WORK REQUEST. Drop every picture. Then return, exactly, the lines from the beginning of the listing below through the one containing "Query: red brick wall".

DATA IN THIS EXERCISE.
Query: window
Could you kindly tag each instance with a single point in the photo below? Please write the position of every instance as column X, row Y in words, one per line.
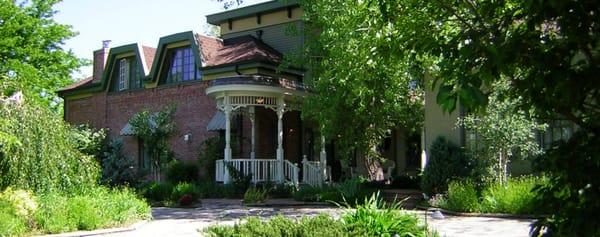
column 182, row 66
column 127, row 75
column 124, row 74
column 143, row 156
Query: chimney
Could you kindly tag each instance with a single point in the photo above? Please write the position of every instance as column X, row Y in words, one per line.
column 100, row 56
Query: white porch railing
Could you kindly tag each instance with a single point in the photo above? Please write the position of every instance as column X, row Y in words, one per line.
column 312, row 173
column 290, row 172
column 262, row 170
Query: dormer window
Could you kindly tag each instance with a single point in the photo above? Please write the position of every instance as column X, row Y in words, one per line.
column 182, row 66
column 126, row 74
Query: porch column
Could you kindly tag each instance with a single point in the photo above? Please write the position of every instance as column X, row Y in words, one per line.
column 323, row 159
column 227, row 151
column 280, row 111
column 252, row 116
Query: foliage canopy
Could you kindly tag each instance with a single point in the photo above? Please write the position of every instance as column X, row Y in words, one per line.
column 364, row 83
column 154, row 131
column 31, row 53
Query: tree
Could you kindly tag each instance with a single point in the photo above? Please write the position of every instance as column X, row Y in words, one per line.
column 549, row 51
column 154, row 130
column 361, row 89
column 31, row 55
column 41, row 154
column 503, row 131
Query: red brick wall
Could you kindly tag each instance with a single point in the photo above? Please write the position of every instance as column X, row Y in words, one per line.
column 194, row 111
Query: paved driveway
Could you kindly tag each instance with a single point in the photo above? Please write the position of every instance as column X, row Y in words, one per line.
column 186, row 222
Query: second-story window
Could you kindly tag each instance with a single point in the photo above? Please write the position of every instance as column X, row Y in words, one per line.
column 182, row 66
column 124, row 74
column 127, row 74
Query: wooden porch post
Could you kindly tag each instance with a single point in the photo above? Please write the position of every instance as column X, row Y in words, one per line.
column 280, row 111
column 227, row 151
column 252, row 116
column 323, row 159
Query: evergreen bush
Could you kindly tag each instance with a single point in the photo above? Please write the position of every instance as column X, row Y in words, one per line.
column 41, row 154
column 117, row 168
column 446, row 162
column 182, row 171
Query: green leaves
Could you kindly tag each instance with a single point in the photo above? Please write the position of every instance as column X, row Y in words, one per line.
column 31, row 52
column 45, row 157
column 154, row 130
column 361, row 74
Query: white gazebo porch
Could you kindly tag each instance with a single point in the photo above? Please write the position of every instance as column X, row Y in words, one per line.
column 243, row 94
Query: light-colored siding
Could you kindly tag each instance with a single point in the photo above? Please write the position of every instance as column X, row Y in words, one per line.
column 437, row 122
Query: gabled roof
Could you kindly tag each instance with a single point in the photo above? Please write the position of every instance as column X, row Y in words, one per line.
column 237, row 50
column 144, row 54
column 78, row 84
column 211, row 53
column 269, row 6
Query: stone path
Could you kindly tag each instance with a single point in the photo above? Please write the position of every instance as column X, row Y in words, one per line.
column 186, row 222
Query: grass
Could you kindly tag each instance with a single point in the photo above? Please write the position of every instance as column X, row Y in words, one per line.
column 516, row 197
column 56, row 212
column 372, row 218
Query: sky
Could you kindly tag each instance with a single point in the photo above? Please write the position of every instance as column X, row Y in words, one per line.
column 130, row 21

OUTPUT FOR THIS EXERCISE.
Query: window
Could you kindly tag each instance with a single point in the photo below? Please write the position of every instance as column X, row Y in words, one per line.
column 182, row 66
column 127, row 75
column 124, row 74
column 143, row 156
Query: chimney
Could you kindly tag each instance with a single point in the photo above? Please write the position of every instance as column X, row Y in words, one per line.
column 100, row 56
Query: white porch railing
Could you kindly tag each instance with a single point in the photo above? Please write the position of every instance as column X, row Y in words, one per line.
column 312, row 173
column 290, row 172
column 262, row 170
Query: dormer window
Could you kindly tag each instance with a single point in the photo above? Please write the position of every instance as column X, row Y in words, one per line.
column 182, row 66
column 126, row 74
Query: porch column
Could you kindly tag each instance with a single point in the photo above? Please write the position of every instance as column X, row Y in words, one per line.
column 323, row 159
column 227, row 151
column 280, row 111
column 252, row 116
Query: foliage canopy
Could you kindly tag each instance with a single point in the photo above? Please write the position of every instance as column X, row Y in words, one per line.
column 364, row 83
column 154, row 131
column 31, row 53
Query: tree
Could you kindly tag each instance with a single point in the photo above? Please write the position of every instance as column X, row Y in words, one per line.
column 549, row 51
column 154, row 130
column 361, row 89
column 31, row 55
column 41, row 154
column 503, row 131
Query: red brick wall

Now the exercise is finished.